start

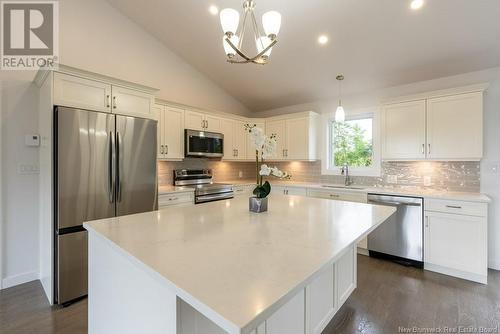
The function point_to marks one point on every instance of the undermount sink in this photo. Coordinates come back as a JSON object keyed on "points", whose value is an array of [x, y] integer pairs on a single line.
{"points": [[341, 187]]}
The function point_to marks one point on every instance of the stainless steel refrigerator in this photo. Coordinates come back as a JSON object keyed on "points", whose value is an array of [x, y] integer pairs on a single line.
{"points": [[105, 166]]}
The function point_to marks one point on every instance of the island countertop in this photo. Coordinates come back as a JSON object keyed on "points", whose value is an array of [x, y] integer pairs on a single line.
{"points": [[234, 266]]}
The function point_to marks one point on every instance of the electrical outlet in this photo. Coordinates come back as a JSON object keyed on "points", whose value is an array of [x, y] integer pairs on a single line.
{"points": [[427, 181], [392, 179], [27, 169]]}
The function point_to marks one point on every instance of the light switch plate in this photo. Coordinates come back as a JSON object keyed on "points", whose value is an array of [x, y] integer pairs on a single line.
{"points": [[392, 179], [427, 181], [23, 169], [32, 140]]}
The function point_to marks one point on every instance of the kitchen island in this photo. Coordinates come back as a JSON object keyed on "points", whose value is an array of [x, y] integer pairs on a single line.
{"points": [[218, 268]]}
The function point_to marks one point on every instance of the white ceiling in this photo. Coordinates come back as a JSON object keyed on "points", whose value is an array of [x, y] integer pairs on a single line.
{"points": [[374, 43]]}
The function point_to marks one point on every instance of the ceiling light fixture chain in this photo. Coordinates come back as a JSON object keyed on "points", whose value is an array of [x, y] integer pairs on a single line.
{"points": [[233, 41], [340, 113]]}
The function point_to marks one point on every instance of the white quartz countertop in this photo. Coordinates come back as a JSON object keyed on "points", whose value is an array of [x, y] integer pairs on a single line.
{"points": [[236, 266], [408, 191]]}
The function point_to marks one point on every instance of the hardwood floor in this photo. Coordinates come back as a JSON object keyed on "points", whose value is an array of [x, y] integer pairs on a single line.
{"points": [[388, 296]]}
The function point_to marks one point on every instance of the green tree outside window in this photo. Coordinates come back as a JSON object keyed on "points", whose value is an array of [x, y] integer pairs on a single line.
{"points": [[352, 143]]}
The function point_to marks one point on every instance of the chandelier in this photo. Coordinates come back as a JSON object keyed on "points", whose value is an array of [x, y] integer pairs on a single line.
{"points": [[233, 37]]}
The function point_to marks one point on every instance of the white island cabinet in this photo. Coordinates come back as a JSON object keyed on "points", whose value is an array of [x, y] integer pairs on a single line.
{"points": [[217, 268]]}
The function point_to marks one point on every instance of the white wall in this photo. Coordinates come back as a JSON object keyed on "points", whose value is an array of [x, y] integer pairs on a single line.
{"points": [[95, 37], [490, 182], [20, 192]]}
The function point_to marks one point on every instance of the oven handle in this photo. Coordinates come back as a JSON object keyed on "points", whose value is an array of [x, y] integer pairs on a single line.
{"points": [[207, 198]]}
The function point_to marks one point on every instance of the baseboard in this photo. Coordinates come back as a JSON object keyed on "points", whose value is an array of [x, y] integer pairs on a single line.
{"points": [[457, 273], [19, 279], [494, 264], [363, 251]]}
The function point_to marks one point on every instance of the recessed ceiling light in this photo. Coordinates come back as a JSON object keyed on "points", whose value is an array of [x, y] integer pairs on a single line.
{"points": [[416, 4], [213, 10], [323, 39]]}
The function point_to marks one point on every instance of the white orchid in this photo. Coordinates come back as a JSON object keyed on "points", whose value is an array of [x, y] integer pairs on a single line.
{"points": [[265, 147], [265, 170]]}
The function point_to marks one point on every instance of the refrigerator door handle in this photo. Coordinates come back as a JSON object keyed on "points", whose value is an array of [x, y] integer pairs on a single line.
{"points": [[112, 167], [119, 167]]}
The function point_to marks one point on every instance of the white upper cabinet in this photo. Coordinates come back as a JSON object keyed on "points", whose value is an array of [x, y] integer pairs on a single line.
{"points": [[170, 132], [73, 91], [132, 102], [442, 126], [250, 151], [227, 126], [212, 123], [278, 127], [297, 142], [159, 115], [455, 127], [404, 130], [296, 135], [240, 140], [235, 139], [87, 93], [194, 120], [174, 133]]}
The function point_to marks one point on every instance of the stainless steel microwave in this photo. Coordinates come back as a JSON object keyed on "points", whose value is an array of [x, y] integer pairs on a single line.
{"points": [[203, 144]]}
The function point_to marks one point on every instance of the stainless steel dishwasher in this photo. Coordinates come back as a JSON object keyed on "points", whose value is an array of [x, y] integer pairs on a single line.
{"points": [[400, 238]]}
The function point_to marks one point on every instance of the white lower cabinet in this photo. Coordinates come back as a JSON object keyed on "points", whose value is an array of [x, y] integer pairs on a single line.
{"points": [[456, 243], [175, 199], [320, 301], [343, 195], [289, 318]]}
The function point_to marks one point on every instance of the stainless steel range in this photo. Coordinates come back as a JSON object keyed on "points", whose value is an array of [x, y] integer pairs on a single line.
{"points": [[205, 189]]}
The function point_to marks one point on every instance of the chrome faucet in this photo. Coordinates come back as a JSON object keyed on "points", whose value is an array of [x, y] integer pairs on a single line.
{"points": [[345, 172]]}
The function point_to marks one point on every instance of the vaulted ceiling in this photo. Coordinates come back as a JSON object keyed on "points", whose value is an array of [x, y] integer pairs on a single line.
{"points": [[374, 43]]}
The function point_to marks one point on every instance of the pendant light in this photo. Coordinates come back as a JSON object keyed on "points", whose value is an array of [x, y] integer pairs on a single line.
{"points": [[340, 113]]}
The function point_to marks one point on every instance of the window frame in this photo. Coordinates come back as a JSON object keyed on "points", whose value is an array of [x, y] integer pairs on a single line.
{"points": [[327, 150]]}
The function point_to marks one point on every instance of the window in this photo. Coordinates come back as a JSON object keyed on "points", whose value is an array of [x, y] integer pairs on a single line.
{"points": [[351, 142]]}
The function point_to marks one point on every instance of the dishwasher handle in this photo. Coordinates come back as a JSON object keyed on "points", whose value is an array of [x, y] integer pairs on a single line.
{"points": [[394, 200]]}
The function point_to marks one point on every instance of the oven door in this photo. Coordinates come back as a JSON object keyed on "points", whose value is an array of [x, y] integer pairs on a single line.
{"points": [[203, 144]]}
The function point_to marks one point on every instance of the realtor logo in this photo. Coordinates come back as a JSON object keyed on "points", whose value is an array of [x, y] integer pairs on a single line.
{"points": [[29, 35]]}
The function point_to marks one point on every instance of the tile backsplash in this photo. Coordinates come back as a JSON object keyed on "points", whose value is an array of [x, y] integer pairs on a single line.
{"points": [[450, 176]]}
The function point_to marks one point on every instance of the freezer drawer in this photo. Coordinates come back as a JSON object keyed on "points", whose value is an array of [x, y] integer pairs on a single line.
{"points": [[72, 266]]}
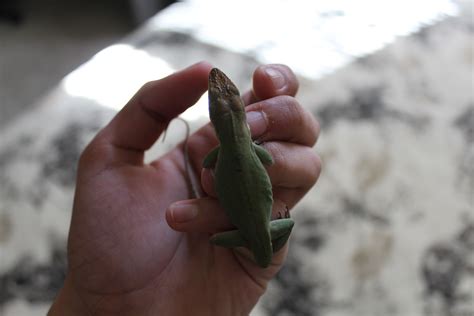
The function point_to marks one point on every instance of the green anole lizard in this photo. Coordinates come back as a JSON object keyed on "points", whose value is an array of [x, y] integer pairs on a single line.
{"points": [[242, 184]]}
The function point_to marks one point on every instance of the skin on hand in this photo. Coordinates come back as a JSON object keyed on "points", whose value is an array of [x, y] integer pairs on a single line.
{"points": [[137, 245]]}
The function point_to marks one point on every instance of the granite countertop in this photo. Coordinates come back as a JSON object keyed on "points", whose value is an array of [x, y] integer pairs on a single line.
{"points": [[388, 229]]}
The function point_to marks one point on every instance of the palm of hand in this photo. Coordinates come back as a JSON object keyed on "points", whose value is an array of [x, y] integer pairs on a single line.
{"points": [[122, 251], [124, 259]]}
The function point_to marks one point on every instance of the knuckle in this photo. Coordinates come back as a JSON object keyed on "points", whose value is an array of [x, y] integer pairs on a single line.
{"points": [[314, 167]]}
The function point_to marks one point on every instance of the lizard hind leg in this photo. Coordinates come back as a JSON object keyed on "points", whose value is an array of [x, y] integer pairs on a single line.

end

STATED EXERCISE:
Recast the listing above, from the line containing "of the knuckle" through the final line of the listing inclusive, as a Markdown table with columns Row and Line. Give one numbered row per line and omit blank lines.

RESULT FOR THIS EXERCISE:
| Row | Line |
|---|---|
| 1 | The function point_to marks one point on every instance of the knuckle in this photo. Coordinates come back as a JSON object keyed on "points", whose value is an array of [x, y] integer pairs on a single line. |
| 2 | {"points": [[314, 167]]} |
| 3 | The function point_to marks one point on every instance of the lizard hind leg in this photo. Coordinates come back as a JSON object keyed on "points", whose value is an array of [x, y] integer pairs on a single line. |